#### How to complete this task
What lines below mention the word "face"? Copy each one.

------------------------------

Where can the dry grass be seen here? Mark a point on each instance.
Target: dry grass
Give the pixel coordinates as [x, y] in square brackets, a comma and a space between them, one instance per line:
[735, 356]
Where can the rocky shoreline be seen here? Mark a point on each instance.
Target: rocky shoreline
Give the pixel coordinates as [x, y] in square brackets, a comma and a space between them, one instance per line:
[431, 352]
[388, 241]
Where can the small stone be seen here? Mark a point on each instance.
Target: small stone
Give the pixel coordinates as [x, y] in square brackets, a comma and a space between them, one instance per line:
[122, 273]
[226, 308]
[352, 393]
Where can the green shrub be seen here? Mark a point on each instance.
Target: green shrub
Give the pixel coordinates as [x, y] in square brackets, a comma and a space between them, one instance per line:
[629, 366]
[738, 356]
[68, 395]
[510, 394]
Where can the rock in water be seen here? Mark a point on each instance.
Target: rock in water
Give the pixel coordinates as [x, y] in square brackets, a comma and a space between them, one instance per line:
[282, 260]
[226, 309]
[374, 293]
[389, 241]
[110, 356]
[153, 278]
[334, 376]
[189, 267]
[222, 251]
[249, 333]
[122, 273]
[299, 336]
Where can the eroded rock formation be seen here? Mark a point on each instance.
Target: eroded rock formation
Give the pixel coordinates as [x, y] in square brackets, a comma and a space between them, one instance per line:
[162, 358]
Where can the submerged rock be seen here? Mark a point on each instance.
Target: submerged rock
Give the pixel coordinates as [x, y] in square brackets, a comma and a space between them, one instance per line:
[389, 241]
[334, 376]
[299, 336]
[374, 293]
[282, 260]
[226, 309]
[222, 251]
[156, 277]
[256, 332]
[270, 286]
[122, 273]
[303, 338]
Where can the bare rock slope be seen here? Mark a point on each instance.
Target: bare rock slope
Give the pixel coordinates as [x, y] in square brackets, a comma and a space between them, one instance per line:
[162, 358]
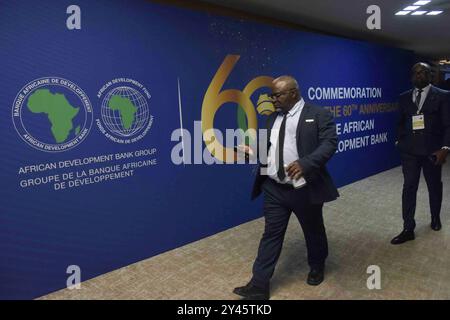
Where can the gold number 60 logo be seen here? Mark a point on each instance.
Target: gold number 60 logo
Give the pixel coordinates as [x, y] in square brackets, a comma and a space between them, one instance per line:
[215, 98]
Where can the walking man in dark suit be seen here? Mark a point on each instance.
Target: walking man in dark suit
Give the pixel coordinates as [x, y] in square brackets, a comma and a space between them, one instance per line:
[423, 141]
[302, 138]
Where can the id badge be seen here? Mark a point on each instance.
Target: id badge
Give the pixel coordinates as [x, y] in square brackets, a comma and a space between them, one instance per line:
[418, 122]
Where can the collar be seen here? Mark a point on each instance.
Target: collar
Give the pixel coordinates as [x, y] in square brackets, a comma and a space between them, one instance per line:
[424, 90]
[297, 107]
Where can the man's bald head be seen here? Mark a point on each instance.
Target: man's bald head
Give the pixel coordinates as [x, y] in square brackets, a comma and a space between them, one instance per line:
[287, 81]
[421, 75]
[285, 93]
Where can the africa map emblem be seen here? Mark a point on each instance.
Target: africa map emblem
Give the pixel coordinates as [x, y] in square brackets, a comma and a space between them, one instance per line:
[52, 114]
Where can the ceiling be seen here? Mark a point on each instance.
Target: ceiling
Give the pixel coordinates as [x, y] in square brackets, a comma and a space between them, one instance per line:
[426, 35]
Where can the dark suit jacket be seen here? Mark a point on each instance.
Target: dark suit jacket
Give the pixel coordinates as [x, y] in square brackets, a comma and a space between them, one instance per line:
[436, 134]
[316, 144]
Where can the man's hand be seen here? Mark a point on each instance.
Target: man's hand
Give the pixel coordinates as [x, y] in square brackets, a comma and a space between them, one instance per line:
[441, 155]
[294, 170]
[246, 150]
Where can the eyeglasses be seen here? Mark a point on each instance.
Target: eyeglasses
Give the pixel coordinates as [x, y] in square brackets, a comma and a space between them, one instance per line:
[276, 95]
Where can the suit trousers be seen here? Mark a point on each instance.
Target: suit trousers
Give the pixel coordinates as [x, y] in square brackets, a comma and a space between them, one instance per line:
[279, 202]
[411, 167]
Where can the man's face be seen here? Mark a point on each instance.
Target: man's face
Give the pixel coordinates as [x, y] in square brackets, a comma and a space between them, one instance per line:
[284, 95]
[420, 75]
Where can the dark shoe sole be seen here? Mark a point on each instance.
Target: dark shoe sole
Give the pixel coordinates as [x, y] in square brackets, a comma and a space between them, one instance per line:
[396, 243]
[314, 283]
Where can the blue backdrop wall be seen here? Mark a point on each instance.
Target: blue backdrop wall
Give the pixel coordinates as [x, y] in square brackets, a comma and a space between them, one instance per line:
[86, 117]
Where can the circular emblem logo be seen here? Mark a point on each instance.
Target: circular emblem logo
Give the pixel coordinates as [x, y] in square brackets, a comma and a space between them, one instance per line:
[52, 114]
[125, 115]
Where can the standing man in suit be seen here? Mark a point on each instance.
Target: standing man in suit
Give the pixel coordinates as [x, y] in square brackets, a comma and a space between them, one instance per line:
[302, 138]
[423, 141]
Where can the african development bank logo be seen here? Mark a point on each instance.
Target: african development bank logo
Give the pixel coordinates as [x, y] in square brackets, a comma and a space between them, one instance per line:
[125, 115]
[52, 114]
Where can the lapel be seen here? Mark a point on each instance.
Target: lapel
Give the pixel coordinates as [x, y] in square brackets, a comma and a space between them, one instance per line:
[429, 100]
[270, 123]
[301, 120]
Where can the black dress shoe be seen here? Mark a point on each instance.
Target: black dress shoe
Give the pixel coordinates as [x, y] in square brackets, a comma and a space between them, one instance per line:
[404, 236]
[251, 292]
[315, 277]
[436, 224]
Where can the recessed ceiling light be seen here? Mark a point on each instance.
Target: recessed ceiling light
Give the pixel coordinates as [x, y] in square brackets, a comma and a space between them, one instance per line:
[410, 8]
[402, 13]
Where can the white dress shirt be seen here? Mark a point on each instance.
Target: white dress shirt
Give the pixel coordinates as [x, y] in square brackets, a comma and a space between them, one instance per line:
[290, 153]
[423, 96]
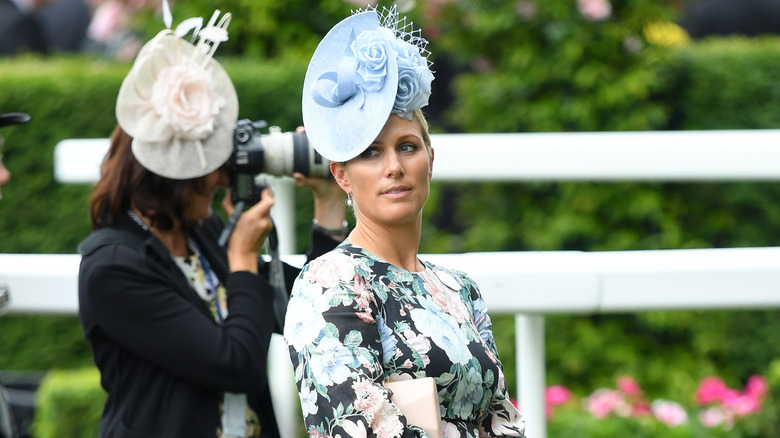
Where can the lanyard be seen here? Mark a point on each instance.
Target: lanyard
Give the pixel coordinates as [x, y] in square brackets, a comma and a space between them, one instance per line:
[209, 277]
[211, 282]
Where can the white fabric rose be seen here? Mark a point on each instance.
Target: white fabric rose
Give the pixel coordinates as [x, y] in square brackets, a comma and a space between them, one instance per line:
[180, 107]
[185, 99]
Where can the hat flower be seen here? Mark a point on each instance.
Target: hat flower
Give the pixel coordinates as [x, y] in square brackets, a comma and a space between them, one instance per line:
[369, 66]
[178, 103]
[186, 101]
[370, 50]
[414, 80]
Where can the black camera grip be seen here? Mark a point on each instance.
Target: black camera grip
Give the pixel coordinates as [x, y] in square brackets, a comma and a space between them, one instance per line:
[239, 208]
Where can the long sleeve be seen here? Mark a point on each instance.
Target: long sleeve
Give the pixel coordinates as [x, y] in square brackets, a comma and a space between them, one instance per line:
[503, 418]
[337, 353]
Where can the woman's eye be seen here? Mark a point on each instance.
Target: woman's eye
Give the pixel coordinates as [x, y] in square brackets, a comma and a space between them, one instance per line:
[369, 153]
[408, 147]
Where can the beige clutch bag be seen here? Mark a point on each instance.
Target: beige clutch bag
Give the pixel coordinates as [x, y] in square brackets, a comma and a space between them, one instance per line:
[419, 402]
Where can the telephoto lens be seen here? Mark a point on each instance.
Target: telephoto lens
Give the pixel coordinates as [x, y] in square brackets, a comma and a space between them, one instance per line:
[276, 153]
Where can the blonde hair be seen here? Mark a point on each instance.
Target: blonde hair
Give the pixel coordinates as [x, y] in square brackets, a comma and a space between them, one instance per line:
[419, 117]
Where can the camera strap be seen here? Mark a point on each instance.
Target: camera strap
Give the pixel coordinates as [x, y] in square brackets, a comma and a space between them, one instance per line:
[276, 278]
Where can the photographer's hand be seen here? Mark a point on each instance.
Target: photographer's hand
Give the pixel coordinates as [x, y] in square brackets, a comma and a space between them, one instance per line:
[329, 201]
[250, 233]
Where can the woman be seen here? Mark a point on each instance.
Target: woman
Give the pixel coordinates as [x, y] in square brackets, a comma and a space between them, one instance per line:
[370, 311]
[180, 326]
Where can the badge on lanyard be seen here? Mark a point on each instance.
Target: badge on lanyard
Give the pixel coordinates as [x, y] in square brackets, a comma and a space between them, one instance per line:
[234, 415]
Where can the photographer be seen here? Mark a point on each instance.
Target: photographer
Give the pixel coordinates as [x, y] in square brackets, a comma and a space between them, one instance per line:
[180, 326]
[7, 428]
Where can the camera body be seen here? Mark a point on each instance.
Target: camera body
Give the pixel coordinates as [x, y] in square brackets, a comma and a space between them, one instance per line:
[276, 153]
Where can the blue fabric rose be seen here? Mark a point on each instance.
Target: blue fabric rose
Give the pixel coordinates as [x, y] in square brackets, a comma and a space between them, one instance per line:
[371, 51]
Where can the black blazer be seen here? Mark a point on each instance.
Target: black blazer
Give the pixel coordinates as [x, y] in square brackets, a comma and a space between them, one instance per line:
[163, 360]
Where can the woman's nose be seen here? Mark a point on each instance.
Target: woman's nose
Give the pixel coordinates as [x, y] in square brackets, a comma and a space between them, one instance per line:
[394, 166]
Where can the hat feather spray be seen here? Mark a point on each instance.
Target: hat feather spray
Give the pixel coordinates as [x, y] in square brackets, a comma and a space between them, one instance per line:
[368, 66]
[177, 102]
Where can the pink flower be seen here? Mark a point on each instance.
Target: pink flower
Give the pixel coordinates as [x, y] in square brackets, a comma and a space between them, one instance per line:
[669, 412]
[711, 417]
[629, 386]
[711, 389]
[595, 10]
[604, 402]
[525, 9]
[640, 409]
[557, 395]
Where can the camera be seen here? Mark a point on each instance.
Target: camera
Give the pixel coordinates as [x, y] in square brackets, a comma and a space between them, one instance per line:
[276, 153]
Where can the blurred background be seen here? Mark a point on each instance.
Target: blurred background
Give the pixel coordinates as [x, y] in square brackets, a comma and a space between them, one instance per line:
[500, 66]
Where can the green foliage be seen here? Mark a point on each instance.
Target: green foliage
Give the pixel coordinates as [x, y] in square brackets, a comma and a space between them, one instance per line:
[709, 95]
[547, 68]
[68, 404]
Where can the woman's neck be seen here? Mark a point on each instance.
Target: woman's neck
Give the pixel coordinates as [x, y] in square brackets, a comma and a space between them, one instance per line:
[173, 239]
[397, 245]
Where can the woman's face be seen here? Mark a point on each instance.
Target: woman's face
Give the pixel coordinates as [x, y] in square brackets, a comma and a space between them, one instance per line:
[390, 180]
[200, 205]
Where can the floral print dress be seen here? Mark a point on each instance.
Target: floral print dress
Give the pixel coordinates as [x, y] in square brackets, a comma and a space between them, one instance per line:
[355, 321]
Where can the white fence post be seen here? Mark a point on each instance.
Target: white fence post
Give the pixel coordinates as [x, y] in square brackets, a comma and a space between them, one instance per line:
[531, 375]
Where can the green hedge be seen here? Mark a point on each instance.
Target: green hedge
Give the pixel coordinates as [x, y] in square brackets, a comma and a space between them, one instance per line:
[68, 404]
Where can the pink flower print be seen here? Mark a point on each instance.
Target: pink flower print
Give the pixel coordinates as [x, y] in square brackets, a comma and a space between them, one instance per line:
[330, 270]
[366, 316]
[711, 389]
[711, 417]
[315, 434]
[418, 343]
[442, 295]
[363, 295]
[629, 386]
[669, 412]
[595, 10]
[450, 430]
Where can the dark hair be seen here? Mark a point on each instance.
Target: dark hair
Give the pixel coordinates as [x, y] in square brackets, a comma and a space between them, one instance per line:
[124, 183]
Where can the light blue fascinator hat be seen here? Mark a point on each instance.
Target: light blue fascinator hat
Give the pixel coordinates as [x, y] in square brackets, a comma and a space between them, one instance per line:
[368, 66]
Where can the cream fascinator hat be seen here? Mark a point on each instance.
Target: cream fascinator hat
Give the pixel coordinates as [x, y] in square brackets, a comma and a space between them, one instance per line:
[178, 103]
[368, 66]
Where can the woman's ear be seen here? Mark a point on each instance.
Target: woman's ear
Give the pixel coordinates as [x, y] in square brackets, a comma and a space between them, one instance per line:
[339, 173]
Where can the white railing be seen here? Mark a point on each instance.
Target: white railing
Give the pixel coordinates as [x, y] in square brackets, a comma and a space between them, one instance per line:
[527, 284]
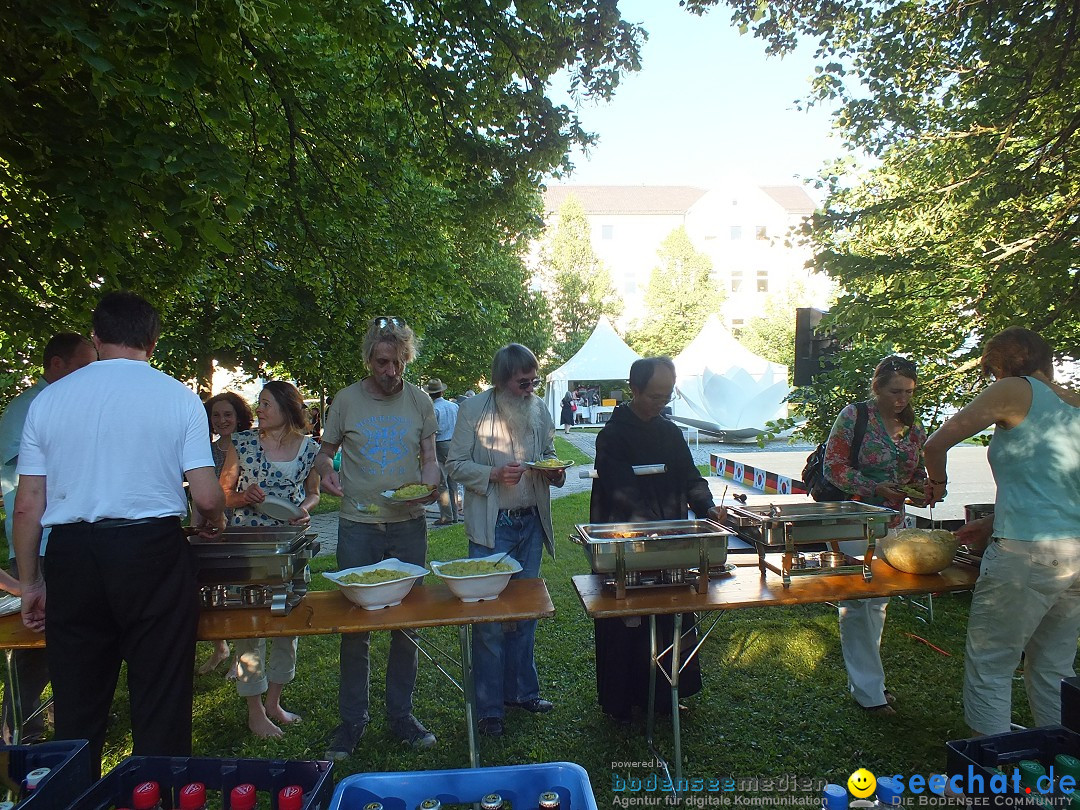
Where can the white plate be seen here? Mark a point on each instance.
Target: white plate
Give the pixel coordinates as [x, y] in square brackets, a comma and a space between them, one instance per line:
[535, 466]
[279, 509]
[389, 495]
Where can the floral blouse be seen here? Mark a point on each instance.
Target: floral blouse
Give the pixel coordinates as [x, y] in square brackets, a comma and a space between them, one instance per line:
[881, 460]
[282, 478]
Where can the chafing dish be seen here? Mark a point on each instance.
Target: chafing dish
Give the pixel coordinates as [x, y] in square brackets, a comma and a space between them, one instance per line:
[655, 553]
[255, 567]
[785, 526]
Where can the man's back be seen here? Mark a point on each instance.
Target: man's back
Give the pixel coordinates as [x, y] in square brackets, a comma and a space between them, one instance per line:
[122, 427]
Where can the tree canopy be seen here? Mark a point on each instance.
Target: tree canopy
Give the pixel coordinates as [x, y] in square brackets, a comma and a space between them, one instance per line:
[967, 219]
[578, 283]
[272, 175]
[679, 298]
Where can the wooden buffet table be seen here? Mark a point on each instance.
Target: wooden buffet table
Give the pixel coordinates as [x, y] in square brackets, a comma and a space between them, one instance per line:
[746, 586]
[329, 611]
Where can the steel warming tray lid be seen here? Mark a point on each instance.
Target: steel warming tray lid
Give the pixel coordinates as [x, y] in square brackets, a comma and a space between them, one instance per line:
[653, 544]
[771, 524]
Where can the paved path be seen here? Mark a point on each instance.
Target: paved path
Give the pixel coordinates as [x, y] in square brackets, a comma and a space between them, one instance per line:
[970, 477]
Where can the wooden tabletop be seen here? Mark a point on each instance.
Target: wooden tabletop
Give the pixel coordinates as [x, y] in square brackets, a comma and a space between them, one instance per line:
[746, 586]
[329, 611]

------------------------------

#### Written answer
Where can the man's face be seen here? Mark a point on each instance.
Target: man's face
Where can the woman's face be seen here? Mark a point on each instance.
Target: woman's face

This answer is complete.